:: Document passage ::

Notwithstanding the foregoing, a Holder of $10,000,000 (or, if the applicable
Specified Currency is other than United States dollars, the equivalent thereof
in such Specified Currency) or more in aggregate principal amount of Notes
(whether having identical or different terms and provisions) will be entitled to
receive interest payments on any Interest Payment Date other than the Maturity
Date by wire transfer of immediately available funds if appropriate wire
transfer instructions have been received in writing by the applicable Trustee
not less than 15 days prior to such Interest Payment Date. Any such wire
transfer instructions received by the applicable Trustee shall remain in effect
until revoked by such Holder. For special payment terms applicable to Foreign
Currency Notes, see "Special Provisions Relating to Foreign Currency
Notes -- Payment of Principal, Premium, if any, and Interest."
 
     As used herein, "Business Day" means any day, other than a Saturday or
Sunday, that is neither a legal holiday nor a day on which banking institutions
are authorized or required by law, regulation or executive order to close in The
City of New York; provided, however, that, with respect to Foreign Currency
Notes the payment of which is to be made in a currency or composite currency
other than United States dollars, such day is also not a day on which banking
institutions are authorized or required by law, regulation or executive order to
close in the Principal Financial Center (as hereinafter defined) of the country
issuing the Specified Currency (or, in the case of European Currency Units
("ECU"), such day is also not a day that appears as an ECU non-settlement day on
the display designated as "ISDE" on the Reuter Monitor Money Rates Service (or
is not a day designated as an ECU non-settlement day by the ECU Banking
Association) or, if ECU non-
 
                                       S-6
<PAGE>   7
 
settlement days do not appear on that page (and are not so designated), is not a
day on which payments in ECU cannot be settled in the international interbank
market); provided, further, that, with respect to Notes as to which LIBOR is an
applicable Interest Rate Basis, such day is also a London Business Day (as
hereinafter defined). "London Business Day" means any day on which dealings in
the Index Currency (as hereinafter defined) are transacted in the London
interbank market.
 
     "Principal Financial Center" (i) means the capital city of the country
issuing the Specified Currency (except as described in the immediately preceding
paragraph with respect to ECU or (ii) the capital city of the country in which
the Index Currency relates (or in the case of ECU, Luxembourg), as applicable,
except, in the case of (i) or (ii) above, with respect to United States dollars,
Australian dollars, Canadian dollars, Deutsche marks, Dutch guilders, Italian
lire, Swiss francs and ECUs, the "Principal Financial Center" shall be The City
of New York, Sydney, Toronto, Frankfurt, Amsterdam, Milan (solely in the case of
the specified currency), Zurich and Luxembourg, respectively.

:::
:: Data ::

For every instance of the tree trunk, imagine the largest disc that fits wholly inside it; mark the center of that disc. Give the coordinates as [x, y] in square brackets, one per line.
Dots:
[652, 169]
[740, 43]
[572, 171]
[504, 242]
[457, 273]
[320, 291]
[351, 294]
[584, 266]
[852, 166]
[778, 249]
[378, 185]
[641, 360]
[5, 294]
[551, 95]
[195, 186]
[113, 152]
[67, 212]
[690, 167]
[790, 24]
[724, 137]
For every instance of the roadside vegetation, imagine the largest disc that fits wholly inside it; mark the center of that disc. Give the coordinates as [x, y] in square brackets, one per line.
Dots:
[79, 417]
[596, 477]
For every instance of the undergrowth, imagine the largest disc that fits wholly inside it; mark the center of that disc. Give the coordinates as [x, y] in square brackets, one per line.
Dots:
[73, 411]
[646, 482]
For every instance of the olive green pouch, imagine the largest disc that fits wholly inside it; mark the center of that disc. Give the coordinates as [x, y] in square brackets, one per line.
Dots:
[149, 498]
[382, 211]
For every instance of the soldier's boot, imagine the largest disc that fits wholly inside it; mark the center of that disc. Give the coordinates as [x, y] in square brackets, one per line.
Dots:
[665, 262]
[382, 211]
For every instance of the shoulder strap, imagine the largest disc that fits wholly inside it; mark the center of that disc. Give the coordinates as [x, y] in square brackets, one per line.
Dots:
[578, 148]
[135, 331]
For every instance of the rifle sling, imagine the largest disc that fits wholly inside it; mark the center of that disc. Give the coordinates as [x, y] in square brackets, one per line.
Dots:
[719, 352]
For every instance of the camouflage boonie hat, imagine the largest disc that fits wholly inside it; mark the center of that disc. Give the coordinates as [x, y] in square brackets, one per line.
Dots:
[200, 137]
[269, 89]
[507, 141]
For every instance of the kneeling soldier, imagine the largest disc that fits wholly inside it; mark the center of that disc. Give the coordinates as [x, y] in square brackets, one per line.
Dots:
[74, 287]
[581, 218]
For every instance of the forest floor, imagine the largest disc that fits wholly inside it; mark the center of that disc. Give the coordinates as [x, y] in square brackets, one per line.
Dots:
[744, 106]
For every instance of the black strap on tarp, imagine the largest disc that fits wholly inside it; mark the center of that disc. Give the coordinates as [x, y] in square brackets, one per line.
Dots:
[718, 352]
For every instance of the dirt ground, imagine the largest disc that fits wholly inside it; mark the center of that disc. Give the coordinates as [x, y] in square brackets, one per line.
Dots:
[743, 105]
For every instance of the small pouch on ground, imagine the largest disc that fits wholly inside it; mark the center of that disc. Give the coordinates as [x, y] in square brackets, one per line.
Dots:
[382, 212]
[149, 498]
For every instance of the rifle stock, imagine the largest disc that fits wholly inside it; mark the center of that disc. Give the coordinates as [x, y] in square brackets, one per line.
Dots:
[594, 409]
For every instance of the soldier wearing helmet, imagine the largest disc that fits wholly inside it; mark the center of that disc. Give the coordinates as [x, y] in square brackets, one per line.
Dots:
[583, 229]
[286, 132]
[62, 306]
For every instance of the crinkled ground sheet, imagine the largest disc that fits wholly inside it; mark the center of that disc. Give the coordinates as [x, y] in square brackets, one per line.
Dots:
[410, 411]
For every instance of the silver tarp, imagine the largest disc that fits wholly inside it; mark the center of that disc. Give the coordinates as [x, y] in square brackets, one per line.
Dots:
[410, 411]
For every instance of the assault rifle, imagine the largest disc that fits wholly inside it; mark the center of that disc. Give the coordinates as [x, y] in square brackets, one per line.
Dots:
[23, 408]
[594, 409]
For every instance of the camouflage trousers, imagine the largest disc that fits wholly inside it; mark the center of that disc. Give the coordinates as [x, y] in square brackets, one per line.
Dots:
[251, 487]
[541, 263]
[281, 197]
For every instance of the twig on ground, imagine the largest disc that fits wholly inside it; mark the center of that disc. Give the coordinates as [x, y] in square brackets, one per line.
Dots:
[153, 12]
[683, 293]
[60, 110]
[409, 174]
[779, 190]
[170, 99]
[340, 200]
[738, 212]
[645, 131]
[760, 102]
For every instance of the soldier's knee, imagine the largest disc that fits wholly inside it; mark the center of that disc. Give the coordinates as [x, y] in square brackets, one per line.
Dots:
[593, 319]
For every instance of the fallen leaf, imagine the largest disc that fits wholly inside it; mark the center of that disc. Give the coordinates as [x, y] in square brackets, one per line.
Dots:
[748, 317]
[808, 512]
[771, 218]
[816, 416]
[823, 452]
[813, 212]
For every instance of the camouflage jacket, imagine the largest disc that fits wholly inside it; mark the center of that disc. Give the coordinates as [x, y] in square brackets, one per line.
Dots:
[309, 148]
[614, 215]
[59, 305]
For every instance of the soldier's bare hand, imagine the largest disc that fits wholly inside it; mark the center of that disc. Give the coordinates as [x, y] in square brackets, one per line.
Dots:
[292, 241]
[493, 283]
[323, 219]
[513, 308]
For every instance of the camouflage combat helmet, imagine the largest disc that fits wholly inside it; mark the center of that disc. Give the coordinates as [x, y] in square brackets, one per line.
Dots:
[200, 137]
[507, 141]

:::

Task requirements:
a. Could you transcribe the stretch of the prospectus passage from "settlement days do" through "interbank market."?
b. According to the prospectus passage, how many days before an Interest Payment Date must the applicable Trustee receive written wire transfer instructions?
c. Can you sum up the prospectus passage in two sentences?

Responses:
a.
settlement days do not appear on that page (and are not so designated), is not a
day on which payments in ECU cannot be settled in the international interbank
market); provided, further, that, with respect to Notes as to which LIBOR is an
applicable Interest Rate Basis, such day is also a London Business Day (as
hereinafter defined). "London Business Day" means any day on which dealings in
the Index Currency (as hereinafter defined) are transacted in the London
interbank market.

b. Not less than 15 days before the Interest Payment Date.

c. A Holder of $10,000,000 or more in aggregate principal amount of Notes may receive interest payments on any Interest Payment Date other than the Maturity Date by wire transfer, if the applicable Trustee receives written instructions at least 15 days in advance. The passage also defines "Business Day," "London Business Day," and "Principal Financial Center," with the last generally meaning the capital city of the issuing country, except for listed currencies such as United States dollars (The City of New York) and Swiss francs (Zurich).